== Records ==
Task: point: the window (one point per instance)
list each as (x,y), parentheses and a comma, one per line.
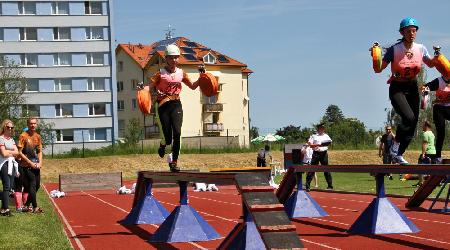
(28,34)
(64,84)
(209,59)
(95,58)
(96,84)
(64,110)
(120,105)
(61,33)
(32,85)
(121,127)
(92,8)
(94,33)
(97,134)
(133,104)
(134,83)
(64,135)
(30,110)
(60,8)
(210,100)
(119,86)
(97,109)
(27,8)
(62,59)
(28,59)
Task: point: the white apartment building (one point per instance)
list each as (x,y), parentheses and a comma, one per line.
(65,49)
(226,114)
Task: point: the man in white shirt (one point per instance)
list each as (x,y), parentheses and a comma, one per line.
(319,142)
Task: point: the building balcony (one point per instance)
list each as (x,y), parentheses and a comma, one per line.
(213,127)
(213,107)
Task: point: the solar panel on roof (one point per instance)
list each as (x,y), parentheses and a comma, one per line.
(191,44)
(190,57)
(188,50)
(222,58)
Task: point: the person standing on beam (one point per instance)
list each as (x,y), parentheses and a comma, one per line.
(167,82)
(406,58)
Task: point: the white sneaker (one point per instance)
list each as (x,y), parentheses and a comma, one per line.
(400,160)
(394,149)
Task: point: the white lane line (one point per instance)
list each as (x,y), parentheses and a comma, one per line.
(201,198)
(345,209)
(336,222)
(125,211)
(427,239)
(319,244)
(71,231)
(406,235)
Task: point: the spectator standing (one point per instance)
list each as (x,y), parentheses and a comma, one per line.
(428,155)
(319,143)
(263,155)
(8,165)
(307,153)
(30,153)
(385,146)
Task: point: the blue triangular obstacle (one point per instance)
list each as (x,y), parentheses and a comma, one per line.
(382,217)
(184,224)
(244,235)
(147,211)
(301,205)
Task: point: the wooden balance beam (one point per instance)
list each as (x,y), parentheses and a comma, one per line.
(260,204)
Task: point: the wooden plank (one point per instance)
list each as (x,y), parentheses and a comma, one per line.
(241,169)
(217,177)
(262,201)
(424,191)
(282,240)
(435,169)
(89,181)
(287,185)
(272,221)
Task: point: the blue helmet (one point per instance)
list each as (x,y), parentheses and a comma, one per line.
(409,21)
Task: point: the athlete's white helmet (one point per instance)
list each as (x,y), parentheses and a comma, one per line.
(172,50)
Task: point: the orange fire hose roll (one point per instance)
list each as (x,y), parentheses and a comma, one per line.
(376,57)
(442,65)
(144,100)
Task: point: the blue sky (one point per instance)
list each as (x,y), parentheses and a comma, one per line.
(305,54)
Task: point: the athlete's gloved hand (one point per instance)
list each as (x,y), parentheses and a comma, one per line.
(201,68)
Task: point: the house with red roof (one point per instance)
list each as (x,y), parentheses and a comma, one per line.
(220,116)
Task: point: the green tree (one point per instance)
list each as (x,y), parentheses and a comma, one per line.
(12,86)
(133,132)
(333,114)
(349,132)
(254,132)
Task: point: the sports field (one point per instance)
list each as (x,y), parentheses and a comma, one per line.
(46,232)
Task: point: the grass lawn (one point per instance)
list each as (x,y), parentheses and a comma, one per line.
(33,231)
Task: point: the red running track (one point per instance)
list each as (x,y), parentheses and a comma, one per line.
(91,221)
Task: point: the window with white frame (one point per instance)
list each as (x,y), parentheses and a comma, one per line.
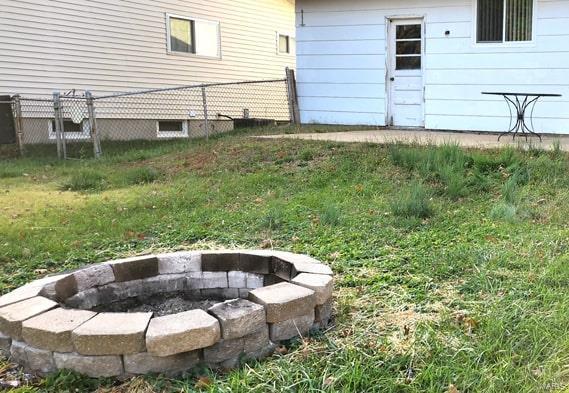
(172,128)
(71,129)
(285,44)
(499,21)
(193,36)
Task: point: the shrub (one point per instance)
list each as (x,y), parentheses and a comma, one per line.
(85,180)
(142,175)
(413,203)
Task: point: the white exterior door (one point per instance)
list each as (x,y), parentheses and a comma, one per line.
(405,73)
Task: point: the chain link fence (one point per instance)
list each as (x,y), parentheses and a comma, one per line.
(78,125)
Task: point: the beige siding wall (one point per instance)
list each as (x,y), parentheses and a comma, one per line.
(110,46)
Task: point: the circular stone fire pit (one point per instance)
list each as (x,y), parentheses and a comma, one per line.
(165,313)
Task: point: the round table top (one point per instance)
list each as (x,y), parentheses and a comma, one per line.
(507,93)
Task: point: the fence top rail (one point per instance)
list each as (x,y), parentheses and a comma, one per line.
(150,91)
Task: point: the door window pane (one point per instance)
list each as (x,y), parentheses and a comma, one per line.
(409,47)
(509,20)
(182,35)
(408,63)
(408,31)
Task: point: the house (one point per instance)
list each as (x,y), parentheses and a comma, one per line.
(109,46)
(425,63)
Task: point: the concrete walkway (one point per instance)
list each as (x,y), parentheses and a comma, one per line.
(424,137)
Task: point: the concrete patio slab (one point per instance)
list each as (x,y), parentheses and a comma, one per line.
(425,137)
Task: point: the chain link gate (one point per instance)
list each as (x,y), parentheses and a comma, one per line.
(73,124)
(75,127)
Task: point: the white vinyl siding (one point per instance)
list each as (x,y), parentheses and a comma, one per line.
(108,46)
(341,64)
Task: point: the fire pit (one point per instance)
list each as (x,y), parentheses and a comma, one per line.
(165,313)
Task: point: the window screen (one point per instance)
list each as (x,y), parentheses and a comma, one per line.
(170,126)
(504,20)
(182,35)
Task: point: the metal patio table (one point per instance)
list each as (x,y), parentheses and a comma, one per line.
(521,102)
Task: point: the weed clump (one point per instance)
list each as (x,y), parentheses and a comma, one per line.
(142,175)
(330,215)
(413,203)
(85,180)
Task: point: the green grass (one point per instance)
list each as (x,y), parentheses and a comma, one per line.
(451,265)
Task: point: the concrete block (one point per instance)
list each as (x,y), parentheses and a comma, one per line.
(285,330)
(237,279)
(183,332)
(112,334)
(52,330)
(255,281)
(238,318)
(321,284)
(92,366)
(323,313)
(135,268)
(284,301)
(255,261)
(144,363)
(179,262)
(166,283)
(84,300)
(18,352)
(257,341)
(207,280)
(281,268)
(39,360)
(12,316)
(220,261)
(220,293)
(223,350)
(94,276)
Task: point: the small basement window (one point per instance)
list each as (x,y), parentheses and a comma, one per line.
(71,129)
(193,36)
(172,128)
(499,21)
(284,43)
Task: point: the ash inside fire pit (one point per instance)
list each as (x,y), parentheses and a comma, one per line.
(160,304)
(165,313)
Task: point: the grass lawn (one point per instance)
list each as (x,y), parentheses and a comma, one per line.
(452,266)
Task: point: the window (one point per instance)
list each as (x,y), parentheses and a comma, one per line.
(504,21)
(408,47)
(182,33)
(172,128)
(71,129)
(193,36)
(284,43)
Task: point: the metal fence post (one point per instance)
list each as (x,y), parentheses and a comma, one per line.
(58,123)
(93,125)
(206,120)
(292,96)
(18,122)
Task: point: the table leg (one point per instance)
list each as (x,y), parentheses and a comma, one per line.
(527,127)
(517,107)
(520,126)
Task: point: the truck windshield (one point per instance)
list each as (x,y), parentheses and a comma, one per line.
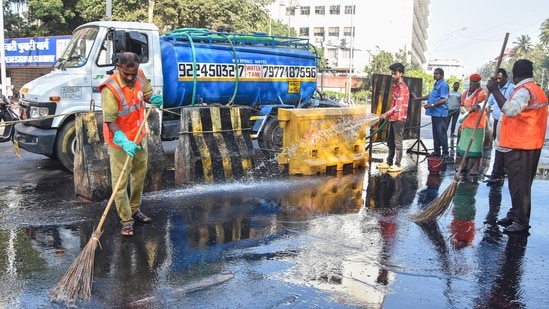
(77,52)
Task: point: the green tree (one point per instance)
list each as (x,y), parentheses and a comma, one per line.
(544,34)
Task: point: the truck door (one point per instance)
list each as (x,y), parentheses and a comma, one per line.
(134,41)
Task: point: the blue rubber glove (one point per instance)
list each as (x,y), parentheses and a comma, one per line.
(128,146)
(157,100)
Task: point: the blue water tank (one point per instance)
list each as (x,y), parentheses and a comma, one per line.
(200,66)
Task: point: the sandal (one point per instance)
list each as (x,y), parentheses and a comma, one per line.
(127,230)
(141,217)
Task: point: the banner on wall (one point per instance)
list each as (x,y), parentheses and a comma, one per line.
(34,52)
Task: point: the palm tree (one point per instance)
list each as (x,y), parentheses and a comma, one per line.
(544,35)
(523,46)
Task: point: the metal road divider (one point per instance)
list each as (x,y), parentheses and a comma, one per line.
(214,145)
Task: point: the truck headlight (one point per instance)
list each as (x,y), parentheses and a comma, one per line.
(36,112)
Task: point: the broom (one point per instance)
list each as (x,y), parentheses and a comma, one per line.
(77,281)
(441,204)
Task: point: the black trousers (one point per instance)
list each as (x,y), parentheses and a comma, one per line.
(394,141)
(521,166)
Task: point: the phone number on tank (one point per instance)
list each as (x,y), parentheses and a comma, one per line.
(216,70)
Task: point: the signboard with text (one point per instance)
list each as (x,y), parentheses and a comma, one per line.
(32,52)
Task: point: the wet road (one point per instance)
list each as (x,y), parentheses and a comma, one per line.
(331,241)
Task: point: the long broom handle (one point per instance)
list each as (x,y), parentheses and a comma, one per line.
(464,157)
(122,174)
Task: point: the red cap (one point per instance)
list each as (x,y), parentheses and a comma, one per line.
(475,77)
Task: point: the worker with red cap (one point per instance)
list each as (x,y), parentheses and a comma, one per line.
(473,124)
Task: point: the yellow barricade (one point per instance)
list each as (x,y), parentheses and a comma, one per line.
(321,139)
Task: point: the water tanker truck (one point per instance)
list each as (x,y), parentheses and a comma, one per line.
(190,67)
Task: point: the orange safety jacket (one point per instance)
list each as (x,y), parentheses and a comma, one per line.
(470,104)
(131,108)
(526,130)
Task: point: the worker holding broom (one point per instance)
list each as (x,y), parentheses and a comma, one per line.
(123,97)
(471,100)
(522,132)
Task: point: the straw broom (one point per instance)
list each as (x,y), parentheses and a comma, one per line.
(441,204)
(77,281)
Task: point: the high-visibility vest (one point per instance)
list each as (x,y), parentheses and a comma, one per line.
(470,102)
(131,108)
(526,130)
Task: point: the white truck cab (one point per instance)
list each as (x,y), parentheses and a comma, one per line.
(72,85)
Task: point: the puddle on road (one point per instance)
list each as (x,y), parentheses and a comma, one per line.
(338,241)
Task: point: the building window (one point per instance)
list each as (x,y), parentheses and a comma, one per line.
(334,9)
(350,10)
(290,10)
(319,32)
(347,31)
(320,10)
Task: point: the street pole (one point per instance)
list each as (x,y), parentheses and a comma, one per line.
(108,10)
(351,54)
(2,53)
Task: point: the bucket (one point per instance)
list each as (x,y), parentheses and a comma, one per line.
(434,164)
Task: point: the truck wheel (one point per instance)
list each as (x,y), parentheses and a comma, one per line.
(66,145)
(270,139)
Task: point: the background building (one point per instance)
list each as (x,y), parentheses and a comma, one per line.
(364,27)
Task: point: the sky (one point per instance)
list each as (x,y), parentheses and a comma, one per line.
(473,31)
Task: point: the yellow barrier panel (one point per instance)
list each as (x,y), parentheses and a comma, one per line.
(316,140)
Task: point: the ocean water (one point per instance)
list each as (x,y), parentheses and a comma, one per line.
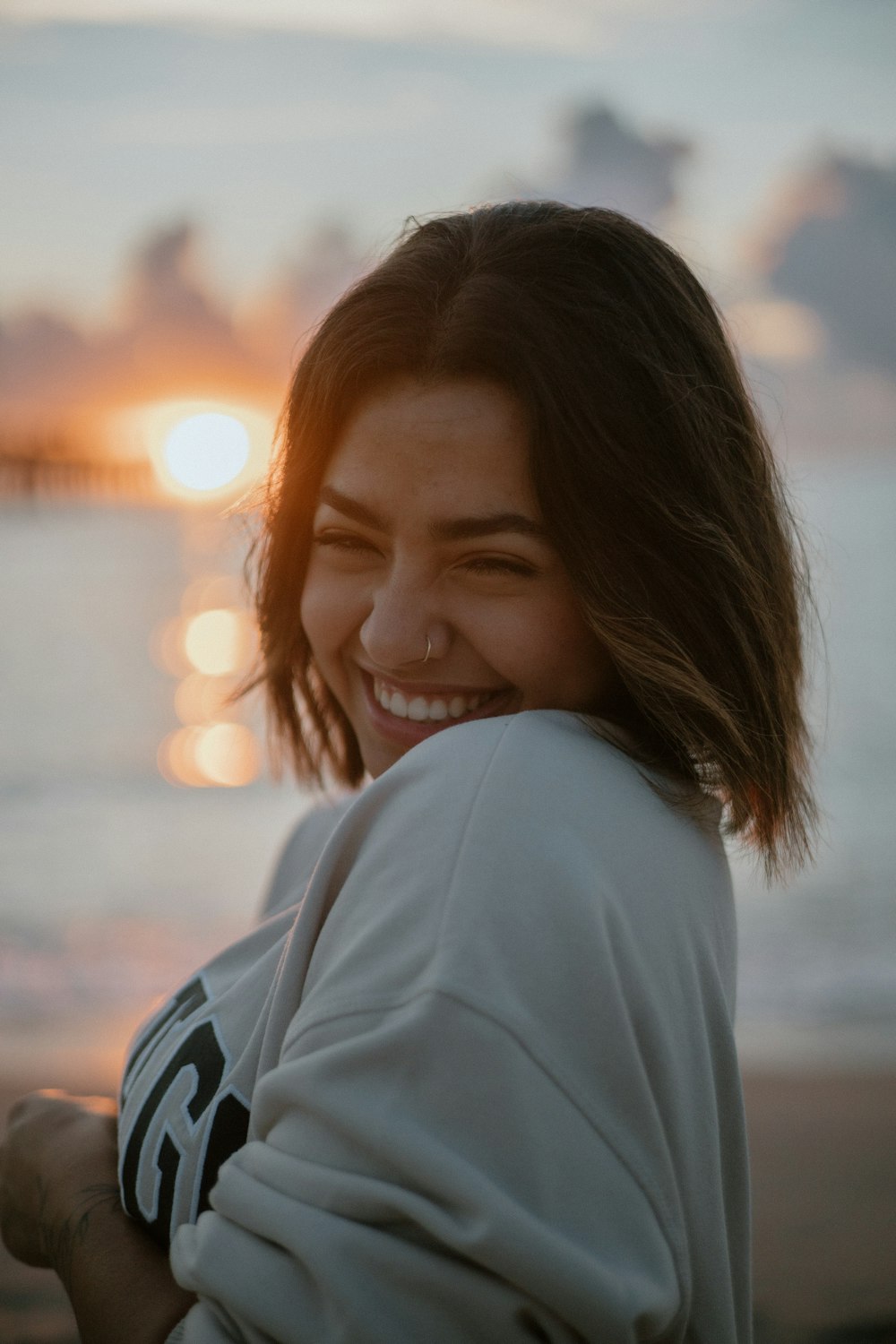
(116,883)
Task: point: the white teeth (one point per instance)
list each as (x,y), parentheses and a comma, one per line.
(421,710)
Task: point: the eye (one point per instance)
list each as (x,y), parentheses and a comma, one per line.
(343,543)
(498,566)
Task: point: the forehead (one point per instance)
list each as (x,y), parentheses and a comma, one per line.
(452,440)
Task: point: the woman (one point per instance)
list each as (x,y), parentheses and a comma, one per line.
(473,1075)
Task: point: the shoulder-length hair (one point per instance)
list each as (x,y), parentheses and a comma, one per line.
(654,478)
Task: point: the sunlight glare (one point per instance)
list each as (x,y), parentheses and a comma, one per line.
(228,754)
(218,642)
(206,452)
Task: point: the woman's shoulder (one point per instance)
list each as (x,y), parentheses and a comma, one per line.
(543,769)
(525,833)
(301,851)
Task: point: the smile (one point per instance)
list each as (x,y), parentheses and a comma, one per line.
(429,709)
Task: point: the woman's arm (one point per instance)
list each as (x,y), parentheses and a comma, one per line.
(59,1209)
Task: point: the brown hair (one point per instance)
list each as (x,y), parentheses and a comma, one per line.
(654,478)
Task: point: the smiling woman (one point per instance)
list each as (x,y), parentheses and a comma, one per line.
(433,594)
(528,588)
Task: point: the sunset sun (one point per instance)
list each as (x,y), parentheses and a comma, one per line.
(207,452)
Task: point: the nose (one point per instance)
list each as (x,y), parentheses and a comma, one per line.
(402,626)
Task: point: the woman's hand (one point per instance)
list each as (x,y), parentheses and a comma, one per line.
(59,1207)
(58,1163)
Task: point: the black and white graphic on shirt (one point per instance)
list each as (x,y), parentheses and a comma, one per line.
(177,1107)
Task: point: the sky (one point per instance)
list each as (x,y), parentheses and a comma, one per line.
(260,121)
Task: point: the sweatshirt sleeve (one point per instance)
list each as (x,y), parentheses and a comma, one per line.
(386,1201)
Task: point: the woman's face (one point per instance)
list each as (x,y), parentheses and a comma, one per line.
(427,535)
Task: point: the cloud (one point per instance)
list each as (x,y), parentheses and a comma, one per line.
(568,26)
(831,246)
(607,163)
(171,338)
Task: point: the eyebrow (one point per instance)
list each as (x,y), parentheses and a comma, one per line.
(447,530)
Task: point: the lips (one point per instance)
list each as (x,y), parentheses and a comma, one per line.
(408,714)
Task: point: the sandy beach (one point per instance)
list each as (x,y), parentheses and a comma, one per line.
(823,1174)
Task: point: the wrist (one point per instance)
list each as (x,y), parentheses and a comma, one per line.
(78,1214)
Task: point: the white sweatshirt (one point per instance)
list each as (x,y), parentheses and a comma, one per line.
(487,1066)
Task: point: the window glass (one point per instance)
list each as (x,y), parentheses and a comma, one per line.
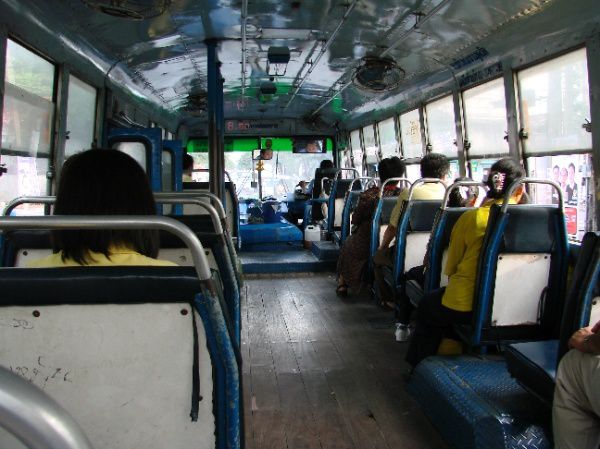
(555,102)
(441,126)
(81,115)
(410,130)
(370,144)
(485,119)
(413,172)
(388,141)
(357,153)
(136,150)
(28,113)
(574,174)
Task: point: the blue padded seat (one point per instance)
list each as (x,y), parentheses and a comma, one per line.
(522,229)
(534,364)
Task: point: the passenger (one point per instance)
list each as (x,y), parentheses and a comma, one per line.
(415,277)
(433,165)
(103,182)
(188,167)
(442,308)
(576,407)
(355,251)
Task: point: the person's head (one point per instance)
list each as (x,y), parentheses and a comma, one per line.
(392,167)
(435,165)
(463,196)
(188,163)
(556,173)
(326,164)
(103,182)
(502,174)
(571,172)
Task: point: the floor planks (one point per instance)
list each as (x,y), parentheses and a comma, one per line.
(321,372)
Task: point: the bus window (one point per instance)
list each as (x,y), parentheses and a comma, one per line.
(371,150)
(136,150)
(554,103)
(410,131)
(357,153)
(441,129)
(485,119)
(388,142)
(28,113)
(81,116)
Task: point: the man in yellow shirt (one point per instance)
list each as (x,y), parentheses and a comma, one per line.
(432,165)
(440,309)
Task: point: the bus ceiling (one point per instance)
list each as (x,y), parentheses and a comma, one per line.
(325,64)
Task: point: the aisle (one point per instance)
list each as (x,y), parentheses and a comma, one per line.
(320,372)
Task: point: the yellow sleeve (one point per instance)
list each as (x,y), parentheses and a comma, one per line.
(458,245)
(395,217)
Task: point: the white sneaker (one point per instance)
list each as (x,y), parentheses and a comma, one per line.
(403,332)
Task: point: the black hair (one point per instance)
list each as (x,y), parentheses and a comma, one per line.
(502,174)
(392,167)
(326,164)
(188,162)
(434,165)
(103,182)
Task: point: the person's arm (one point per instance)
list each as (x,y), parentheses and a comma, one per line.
===
• **Description of the task**:
Both the line containing "Task: point: the blue helmet" and the line containing "Task: point: the athlete's white" belong in the answer. Print them and every line above that falls between them exactly, and no others.

• **Result of this task**:
Task: point: the blue helmet (one point per instance)
list each as (x,y), parentheses and a comma, one per line.
(409,21)
Task: point: the athlete's white helmet (one point per instance)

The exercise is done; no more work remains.